What this task involves: Look for "Please mark the metal mesh" in the records below, then copy that line and every line after it, exactly and with nothing added.

[Items from a dataset]
####

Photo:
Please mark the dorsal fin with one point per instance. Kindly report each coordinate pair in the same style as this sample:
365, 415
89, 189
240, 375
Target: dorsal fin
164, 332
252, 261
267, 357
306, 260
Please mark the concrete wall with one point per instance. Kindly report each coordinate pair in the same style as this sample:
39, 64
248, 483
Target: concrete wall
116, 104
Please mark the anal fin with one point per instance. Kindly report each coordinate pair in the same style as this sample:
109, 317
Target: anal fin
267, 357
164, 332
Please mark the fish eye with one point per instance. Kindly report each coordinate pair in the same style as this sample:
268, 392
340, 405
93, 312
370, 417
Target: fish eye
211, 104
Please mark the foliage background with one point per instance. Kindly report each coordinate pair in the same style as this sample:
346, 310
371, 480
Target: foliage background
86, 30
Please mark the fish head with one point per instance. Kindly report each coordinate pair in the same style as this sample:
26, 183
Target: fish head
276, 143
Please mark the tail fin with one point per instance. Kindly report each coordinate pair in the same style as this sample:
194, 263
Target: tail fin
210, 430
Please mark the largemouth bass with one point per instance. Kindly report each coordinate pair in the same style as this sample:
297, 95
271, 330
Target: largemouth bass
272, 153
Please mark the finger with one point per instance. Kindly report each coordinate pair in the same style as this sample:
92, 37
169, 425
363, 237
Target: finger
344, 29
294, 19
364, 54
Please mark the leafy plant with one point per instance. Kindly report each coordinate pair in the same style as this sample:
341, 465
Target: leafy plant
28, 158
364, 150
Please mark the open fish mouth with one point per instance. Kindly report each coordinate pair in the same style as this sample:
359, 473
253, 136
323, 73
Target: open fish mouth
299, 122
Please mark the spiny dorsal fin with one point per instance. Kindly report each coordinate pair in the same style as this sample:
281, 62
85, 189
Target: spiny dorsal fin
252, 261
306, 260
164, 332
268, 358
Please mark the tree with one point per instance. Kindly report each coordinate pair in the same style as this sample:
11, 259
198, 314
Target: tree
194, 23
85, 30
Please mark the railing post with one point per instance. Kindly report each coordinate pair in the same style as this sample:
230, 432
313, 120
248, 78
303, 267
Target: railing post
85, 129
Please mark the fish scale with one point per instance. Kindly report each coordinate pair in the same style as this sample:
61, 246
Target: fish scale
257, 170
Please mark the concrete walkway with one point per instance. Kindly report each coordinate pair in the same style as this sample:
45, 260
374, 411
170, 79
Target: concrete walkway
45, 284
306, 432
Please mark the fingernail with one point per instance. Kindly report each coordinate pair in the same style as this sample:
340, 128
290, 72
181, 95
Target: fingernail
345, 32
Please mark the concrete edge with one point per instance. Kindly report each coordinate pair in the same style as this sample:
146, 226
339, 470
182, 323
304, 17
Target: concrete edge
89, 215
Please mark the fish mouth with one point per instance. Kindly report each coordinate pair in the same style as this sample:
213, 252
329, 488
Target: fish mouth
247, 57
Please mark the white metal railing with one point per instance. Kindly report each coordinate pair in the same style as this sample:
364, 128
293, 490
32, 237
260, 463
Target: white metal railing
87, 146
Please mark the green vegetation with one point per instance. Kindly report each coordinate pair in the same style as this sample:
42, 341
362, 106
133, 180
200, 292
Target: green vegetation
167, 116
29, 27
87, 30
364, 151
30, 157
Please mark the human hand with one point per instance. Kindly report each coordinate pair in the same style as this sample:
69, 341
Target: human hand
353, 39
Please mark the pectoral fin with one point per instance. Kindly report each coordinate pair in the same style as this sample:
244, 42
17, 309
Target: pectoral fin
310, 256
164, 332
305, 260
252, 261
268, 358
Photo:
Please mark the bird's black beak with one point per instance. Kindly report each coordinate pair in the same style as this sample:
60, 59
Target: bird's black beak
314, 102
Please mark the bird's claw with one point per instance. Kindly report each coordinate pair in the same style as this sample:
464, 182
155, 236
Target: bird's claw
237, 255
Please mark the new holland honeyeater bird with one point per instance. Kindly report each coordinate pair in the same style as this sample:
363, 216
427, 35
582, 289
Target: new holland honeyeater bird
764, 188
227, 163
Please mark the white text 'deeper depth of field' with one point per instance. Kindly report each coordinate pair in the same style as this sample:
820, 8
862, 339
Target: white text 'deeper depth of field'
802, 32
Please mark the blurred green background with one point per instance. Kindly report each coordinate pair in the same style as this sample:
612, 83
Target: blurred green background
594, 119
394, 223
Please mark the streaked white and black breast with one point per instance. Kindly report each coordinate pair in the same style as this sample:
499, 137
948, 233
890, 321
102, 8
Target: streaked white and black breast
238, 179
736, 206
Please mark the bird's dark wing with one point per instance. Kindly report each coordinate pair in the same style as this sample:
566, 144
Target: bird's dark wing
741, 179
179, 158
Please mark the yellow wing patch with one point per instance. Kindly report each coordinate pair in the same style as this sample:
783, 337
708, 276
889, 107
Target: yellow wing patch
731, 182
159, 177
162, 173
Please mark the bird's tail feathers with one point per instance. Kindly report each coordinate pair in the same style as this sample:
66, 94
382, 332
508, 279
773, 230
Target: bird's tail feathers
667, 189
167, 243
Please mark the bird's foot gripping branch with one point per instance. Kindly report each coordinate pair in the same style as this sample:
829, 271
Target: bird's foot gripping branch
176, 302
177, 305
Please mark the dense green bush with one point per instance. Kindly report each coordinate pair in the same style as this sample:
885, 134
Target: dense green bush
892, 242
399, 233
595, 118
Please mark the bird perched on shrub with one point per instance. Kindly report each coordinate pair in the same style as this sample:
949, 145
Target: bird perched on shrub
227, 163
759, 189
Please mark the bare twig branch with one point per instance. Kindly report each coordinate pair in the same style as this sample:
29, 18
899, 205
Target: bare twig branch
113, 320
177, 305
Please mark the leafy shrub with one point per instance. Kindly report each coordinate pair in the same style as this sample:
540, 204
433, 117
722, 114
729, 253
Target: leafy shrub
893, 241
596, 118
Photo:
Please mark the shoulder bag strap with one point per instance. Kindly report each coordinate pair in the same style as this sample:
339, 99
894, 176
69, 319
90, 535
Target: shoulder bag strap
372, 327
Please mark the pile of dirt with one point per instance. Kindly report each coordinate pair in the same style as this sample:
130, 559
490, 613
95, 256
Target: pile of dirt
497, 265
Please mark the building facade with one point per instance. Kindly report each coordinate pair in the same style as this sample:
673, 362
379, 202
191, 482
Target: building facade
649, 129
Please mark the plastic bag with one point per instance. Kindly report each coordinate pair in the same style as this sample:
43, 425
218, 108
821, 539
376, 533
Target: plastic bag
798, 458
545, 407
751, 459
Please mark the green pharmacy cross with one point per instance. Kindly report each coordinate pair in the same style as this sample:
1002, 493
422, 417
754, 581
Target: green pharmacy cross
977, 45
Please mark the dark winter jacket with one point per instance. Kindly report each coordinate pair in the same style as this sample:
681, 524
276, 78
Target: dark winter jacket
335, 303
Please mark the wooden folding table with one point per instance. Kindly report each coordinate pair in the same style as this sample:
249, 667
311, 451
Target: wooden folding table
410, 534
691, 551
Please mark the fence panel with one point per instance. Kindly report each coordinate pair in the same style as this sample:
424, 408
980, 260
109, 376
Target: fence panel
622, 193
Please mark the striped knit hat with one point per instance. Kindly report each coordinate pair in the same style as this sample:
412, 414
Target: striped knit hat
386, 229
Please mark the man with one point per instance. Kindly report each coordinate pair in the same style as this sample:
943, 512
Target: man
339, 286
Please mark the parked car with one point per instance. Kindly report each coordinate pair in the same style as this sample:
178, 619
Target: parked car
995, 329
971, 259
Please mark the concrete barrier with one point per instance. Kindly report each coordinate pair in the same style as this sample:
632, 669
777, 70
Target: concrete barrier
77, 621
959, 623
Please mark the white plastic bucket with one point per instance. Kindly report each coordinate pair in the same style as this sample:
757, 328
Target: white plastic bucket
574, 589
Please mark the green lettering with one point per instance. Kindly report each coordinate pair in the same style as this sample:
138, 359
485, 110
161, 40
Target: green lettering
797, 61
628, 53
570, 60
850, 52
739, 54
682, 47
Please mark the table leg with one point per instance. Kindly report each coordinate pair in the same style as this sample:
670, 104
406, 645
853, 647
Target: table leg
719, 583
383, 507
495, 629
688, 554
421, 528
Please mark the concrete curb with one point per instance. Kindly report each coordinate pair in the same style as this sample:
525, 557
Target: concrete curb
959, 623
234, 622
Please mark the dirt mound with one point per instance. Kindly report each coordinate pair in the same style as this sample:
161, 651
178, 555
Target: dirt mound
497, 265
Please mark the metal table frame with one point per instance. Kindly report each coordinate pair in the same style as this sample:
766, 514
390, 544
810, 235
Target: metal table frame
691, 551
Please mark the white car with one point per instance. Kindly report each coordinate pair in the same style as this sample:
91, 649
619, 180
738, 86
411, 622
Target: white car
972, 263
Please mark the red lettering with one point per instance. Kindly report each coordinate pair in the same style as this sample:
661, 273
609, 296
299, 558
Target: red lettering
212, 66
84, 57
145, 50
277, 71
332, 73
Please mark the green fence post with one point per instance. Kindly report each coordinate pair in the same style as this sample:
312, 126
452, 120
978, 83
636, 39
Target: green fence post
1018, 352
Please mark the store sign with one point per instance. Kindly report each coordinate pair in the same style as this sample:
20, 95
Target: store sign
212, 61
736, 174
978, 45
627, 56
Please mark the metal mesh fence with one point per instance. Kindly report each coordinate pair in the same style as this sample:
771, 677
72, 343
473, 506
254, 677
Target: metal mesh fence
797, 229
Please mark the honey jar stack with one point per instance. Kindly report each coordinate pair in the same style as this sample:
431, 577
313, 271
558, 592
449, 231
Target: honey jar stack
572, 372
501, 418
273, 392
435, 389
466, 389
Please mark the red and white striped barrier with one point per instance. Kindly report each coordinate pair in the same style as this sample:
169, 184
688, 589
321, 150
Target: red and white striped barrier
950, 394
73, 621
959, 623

####

Task solution:
Please mark the metal mesh fence with one point per instance. Kindly report each coordinate pair in the same style as this sample:
771, 677
72, 343
473, 506
254, 677
Target: metal mesh fence
797, 229
Please mark the honey jar stack with one point per instance. Kindly report each coordinate pair in the same style as this sample:
431, 577
313, 271
558, 592
449, 231
Target: honey jar stack
572, 372
501, 418
273, 392
435, 389
466, 389
Please mark the red and white striped barrier with one point per instance. Kindly report each coordinate pair in the same style as this sample:
169, 184
688, 589
321, 150
Target: red and white striped barrier
950, 394
73, 621
959, 623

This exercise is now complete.